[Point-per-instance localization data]
[Start of Attachment]
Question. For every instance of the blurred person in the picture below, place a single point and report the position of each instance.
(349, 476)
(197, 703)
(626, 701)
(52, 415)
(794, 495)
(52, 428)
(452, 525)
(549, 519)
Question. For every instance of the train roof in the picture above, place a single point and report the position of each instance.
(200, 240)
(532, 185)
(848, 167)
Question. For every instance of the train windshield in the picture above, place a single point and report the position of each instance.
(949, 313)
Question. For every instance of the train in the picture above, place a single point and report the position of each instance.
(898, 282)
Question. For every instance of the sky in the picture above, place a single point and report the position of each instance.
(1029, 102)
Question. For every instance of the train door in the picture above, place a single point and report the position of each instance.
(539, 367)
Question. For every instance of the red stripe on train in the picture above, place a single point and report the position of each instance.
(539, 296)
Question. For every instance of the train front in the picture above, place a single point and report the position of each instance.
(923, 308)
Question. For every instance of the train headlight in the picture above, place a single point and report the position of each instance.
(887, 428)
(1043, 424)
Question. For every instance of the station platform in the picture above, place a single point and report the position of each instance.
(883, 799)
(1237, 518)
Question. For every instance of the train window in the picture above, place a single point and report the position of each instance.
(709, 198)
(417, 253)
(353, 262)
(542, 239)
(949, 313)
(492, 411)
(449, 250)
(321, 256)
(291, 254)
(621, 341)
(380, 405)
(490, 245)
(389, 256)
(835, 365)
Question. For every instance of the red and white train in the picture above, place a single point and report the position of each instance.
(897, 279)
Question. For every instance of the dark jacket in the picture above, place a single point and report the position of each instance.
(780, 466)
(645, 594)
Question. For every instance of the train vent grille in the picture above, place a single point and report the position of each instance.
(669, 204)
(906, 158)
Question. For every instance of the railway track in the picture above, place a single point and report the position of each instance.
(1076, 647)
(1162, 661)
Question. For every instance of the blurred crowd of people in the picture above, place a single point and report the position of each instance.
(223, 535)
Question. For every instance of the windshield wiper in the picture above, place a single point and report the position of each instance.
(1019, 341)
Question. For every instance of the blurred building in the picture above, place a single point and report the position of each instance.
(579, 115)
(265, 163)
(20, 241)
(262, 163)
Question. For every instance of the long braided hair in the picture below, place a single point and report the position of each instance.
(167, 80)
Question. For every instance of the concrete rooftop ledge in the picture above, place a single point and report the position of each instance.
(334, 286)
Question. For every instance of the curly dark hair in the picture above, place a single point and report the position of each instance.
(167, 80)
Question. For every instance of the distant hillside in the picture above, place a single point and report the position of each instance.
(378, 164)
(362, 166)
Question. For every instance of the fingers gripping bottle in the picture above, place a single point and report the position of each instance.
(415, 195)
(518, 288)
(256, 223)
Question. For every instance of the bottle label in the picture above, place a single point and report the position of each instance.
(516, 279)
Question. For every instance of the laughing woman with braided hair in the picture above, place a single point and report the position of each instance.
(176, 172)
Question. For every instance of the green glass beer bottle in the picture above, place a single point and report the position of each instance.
[End of Attachment]
**How to complete this task:**
Quote the data above in full, changing nothing.

**Result of this exercise:**
Question. For every instance of the blurred person in the picture below, place a single point and report the position of each instance.
(349, 476)
(197, 703)
(626, 701)
(52, 415)
(794, 495)
(52, 428)
(452, 525)
(549, 519)
Question. For every instance of the train roof in the picture above, place a single point and report the position of each instance.
(200, 240)
(532, 185)
(848, 167)
Question. For every instance of the train windshield in the picture above, place a single point and report the position of each instance.
(949, 313)
Question. For every instance of the train in the picture above, place a single point and report the position of each instance.
(898, 282)
Question. For every instance of the sky in the picture above, place a single point and report the position of each instance.
(1029, 102)
Question. For every instance of the train door in the picture above, place a single point and report the position of each instance.
(539, 367)
Question. For every instance of the red stripe on train in the picture above, place a single point and report the position of each instance.
(539, 296)
Question. For every instance of the train front in the picture above, place a single point and report the position of each instance.
(923, 308)
Question. For every instance of the train headlight in the picture above, place a single point and report the position of each instance.
(887, 428)
(1043, 424)
Question. For every instance of the station platform in the picture above, place a single point and report the position of each instance.
(883, 799)
(1237, 518)
Question. For every instance of the train window in the picture above, place a single point and report the position of each instance.
(709, 198)
(417, 253)
(353, 262)
(542, 239)
(949, 313)
(492, 411)
(449, 250)
(321, 256)
(291, 254)
(621, 341)
(380, 405)
(490, 245)
(389, 256)
(835, 365)
Question. For every instance of the red and white train in the picture above, place a single point and report the position of each instance.
(897, 279)
Question. For every instance of the dark jacket in the picture above, place a single point and report the position of each instance.
(780, 466)
(645, 594)
Question. For every instance of the train vent grille in the picture above, place a single point and report the position of each instance.
(669, 204)
(906, 158)
Question. For every instance of the railway track in the picture above, place a single point and report the position of each instance.
(1076, 647)
(1162, 661)
Question. For every instance of the blurred crowd of people in the picture above, place a single point and report the position of each instance.
(223, 535)
Question. For every instance of the windshield wiper in the picture above, place a single point and report the position of each instance.
(1019, 341)
Question. For every instance of the blurred building in the picture above, place a single point and report the position of each instance.
(579, 115)
(265, 163)
(20, 241)
(262, 163)
Question. For every instance of the long braided hair in the picture below, place a single point and report the position of each instance.
(167, 80)
Question. For every instance of the concrete rooftop ledge in the picture above, place a single point and report the position of each instance.
(334, 286)
Question. For every instance of the curly dark hair in the picture above, place a single point and report the position of each instance.
(167, 80)
Question. For every instance of the distant hillside in the picture above, place a single point and report the position of each instance.
(378, 164)
(362, 166)
Question. For every instance of the fingers gripping bottle in the picture above, place a single point and report the position of each instance.
(415, 195)
(518, 288)
(256, 223)
Question. For every instance of the bottle label in the picture above, place a single point and report the position of each instance.
(516, 279)
Question. For every instance of the laughing woman with braided hair in the picture above, place a single point and report the position of each instance.
(176, 172)
Question. For every instance of the green glass beer bottle in the picture above, place a single point and report the position of each instance.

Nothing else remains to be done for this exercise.